**RECORDS SHOWN**:
----

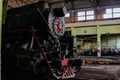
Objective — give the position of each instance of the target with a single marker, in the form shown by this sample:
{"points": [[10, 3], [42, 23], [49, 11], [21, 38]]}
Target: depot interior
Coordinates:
{"points": [[93, 25]]}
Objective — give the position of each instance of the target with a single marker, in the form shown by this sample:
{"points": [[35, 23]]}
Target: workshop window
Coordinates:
{"points": [[112, 13], [67, 15], [85, 15]]}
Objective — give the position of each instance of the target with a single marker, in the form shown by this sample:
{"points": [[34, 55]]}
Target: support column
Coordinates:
{"points": [[75, 47], [0, 24], [5, 2], [98, 41]]}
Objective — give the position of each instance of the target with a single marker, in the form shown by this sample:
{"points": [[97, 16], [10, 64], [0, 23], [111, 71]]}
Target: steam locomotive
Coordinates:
{"points": [[34, 43]]}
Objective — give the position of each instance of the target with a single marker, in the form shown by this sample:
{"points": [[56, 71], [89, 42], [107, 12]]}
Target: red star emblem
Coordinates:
{"points": [[58, 27]]}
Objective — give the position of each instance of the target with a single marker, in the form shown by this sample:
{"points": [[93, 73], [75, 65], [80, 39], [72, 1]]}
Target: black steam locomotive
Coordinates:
{"points": [[33, 44]]}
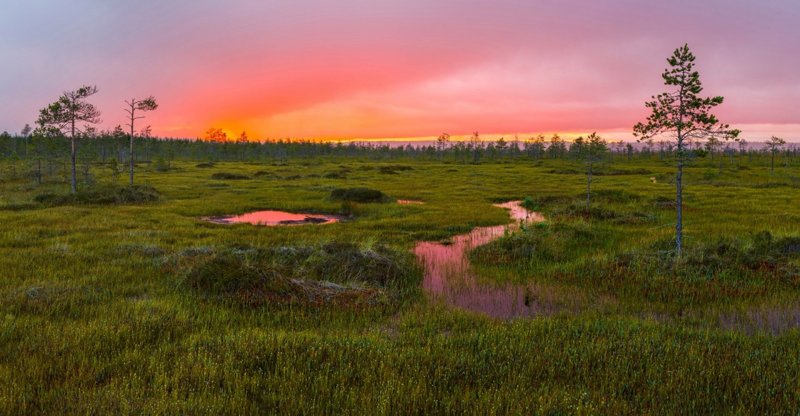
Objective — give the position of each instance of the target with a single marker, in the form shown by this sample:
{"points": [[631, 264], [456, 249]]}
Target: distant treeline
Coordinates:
{"points": [[114, 147]]}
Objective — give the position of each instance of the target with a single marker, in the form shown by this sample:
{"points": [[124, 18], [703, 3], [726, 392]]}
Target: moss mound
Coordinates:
{"points": [[338, 273], [229, 176], [104, 195], [363, 195]]}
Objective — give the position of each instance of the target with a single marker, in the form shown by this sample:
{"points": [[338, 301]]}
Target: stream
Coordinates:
{"points": [[448, 275]]}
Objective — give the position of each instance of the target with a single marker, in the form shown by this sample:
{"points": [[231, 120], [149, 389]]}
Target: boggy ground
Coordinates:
{"points": [[114, 307]]}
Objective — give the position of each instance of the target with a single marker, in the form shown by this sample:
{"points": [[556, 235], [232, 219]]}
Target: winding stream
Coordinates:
{"points": [[448, 274]]}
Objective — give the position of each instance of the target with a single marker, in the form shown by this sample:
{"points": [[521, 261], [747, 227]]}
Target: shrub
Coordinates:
{"points": [[326, 273], [363, 195], [106, 195], [393, 169], [229, 176]]}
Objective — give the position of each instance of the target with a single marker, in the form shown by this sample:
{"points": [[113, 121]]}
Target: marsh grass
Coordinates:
{"points": [[102, 195], [133, 308]]}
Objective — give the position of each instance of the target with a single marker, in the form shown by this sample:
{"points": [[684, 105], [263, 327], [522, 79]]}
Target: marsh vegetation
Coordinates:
{"points": [[138, 305]]}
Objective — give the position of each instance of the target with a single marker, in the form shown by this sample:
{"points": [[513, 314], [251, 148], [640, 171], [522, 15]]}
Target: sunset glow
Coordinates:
{"points": [[356, 70]]}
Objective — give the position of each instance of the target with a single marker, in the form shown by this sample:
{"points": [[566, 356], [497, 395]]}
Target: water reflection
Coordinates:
{"points": [[448, 274], [275, 218]]}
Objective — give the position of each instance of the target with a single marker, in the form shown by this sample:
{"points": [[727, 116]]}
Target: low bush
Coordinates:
{"points": [[393, 169], [334, 272], [229, 176], [103, 195], [363, 195]]}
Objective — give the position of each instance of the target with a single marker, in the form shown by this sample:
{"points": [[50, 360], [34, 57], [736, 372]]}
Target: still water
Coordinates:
{"points": [[448, 274]]}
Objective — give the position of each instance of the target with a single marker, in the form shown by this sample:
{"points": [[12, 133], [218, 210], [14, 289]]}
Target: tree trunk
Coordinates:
{"points": [[679, 201], [73, 157], [772, 163], [589, 189], [133, 102]]}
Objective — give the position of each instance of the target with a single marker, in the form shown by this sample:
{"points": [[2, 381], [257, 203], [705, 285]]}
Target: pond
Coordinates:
{"points": [[276, 218]]}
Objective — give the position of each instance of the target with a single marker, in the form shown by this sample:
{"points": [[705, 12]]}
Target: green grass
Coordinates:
{"points": [[114, 308]]}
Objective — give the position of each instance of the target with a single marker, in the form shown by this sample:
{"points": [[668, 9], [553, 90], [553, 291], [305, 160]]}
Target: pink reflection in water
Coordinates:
{"points": [[273, 218], [448, 274]]}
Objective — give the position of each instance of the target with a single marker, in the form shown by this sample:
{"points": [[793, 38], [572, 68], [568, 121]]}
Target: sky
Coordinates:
{"points": [[344, 69]]}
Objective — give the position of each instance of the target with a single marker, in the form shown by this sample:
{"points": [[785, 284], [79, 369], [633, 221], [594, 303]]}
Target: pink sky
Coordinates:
{"points": [[374, 69]]}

----

**INSTRUCTIONS FOR THE TASK**:
Omit all pictures while transcribing the entries verbatim.

**RESULT FOR THIS TASK**:
Objective — give the position of each instance of the target with a single marker, in the form shown by this sample:
{"points": [[10, 3], [42, 23], [49, 11], [21, 38]]}
Target: depot interior
Coordinates:
{"points": [[93, 25]]}
Objective — give the position of each instance of the target with a single marker, in the form shown by this sample:
{"points": [[35, 23]]}
Target: workshop window
Coordinates:
{"points": [[112, 13], [67, 15], [85, 15]]}
Objective — give the position of each instance of the target with a single marker, in the form shown by this sample:
{"points": [[34, 55]]}
Target: support column
Coordinates:
{"points": [[75, 47], [0, 24], [5, 2], [98, 41]]}
Objective — give the position of each instance of the target with a single marker, in the form shown by this sample:
{"points": [[97, 16], [10, 64], [0, 23], [111, 71]]}
Target: steam locomotive
Coordinates:
{"points": [[34, 43]]}
Objective — give the position of each instance of the target with a single marker, in the form shown by this sample:
{"points": [[56, 71], [89, 42], [107, 12]]}
Target: red star emblem
Coordinates:
{"points": [[58, 27]]}
Objective — give the position of each instance of the target with a single marker, in the form shown by this sample:
{"points": [[93, 73], [75, 65], [80, 39], [72, 1]]}
Target: black steam locomotive
Coordinates:
{"points": [[33, 44]]}
Objective — give the position of each instance of the target with a single marker, in the form shown by this sample:
{"points": [[631, 264], [456, 249]]}
Target: distant treeline
Coordinates:
{"points": [[114, 147]]}
Objective — give the position of each instance of the target with a single marker, in the form shown by this sample:
{"points": [[124, 18], [703, 3], [726, 392]]}
Target: moss mound
Coordinates:
{"points": [[338, 273], [229, 176], [104, 195], [363, 195]]}
Objective — give the position of each instance of the target with a single marker, in the form shown by this sample:
{"points": [[338, 301]]}
Target: stream
Coordinates:
{"points": [[448, 275]]}
Objective — give the position of each instance of the target with a single marker, in the form shown by this sample:
{"points": [[231, 120], [149, 389]]}
Target: boggy ground
Coordinates:
{"points": [[114, 307]]}
Objective — give the position of each instance of the target with a single marker, in the form shown by this sample:
{"points": [[556, 235], [232, 219]]}
Target: winding stream
Coordinates:
{"points": [[448, 274]]}
Objective — give the position of each instance of the target with a single marker, in the form shown by this sample:
{"points": [[521, 261], [747, 227]]}
Target: shrub
Coordinates:
{"points": [[326, 273], [363, 195], [106, 195], [393, 169], [229, 176]]}
Objective — give the position of each instance of the target with a single marker, in the form shown by this sample:
{"points": [[113, 121]]}
Target: marsh grass
Coordinates:
{"points": [[102, 195], [133, 308]]}
Objective — give the position of each instance of the target with a single marker, in the form shown by this sample:
{"points": [[684, 105], [263, 327], [522, 79]]}
Target: marsh vegetation
Coordinates:
{"points": [[138, 305]]}
Objective — give the position of each instance of the target with a single marker, in the form shown by this sample:
{"points": [[513, 314], [251, 148], [640, 171], [522, 15]]}
Target: sunset glow
Coordinates:
{"points": [[356, 70]]}
Objective — give the position of each instance of the target with a single marker, in the form shown by this sample:
{"points": [[566, 356], [497, 395]]}
Target: water reflection
Coordinates:
{"points": [[448, 274], [275, 218]]}
Objective — give the position of each instance of the target with a single marker, in the form shown by this sample:
{"points": [[727, 116]]}
Target: low bush
Coordinates:
{"points": [[393, 169], [334, 272], [229, 176], [103, 195], [363, 195]]}
Objective — give the position of each instance of the target with a single marker, in the form shown by this sample:
{"points": [[50, 360], [34, 57], [736, 372]]}
Target: still water
Coordinates:
{"points": [[448, 274]]}
Objective — give the position of each instance of the target with a single marker, in the form shown by this sample:
{"points": [[12, 133], [218, 210], [14, 289]]}
Target: tree trunk
Coordinates:
{"points": [[679, 201], [73, 157], [772, 163], [589, 189], [133, 102]]}
Objective — give the position of each instance of the target with a single marker, in the form shown by this sample:
{"points": [[2, 381], [257, 203], [705, 285]]}
Target: pond
Coordinates:
{"points": [[276, 218]]}
Objective — give the position of each instance of the target with a single marker, in the form shown by this sample:
{"points": [[705, 12]]}
Target: green grass
Coordinates:
{"points": [[114, 308]]}
Objective — give the position of each instance of the target with a single marker, in the form shown by this sample:
{"points": [[668, 9], [553, 90], [553, 291], [305, 160]]}
Target: pink reflection in water
Coordinates:
{"points": [[273, 218], [448, 274]]}
Objective — give the position of each instance of the target with a single marker, in the form shown by this sample:
{"points": [[793, 38], [572, 68], [568, 121]]}
Target: sky
Coordinates:
{"points": [[344, 69]]}
Objective — give the position of each instance of the target with a single marker, in the form shown by this sample:
{"points": [[785, 284], [79, 369], [633, 221], [594, 303]]}
Target: pink sky
Coordinates:
{"points": [[374, 69]]}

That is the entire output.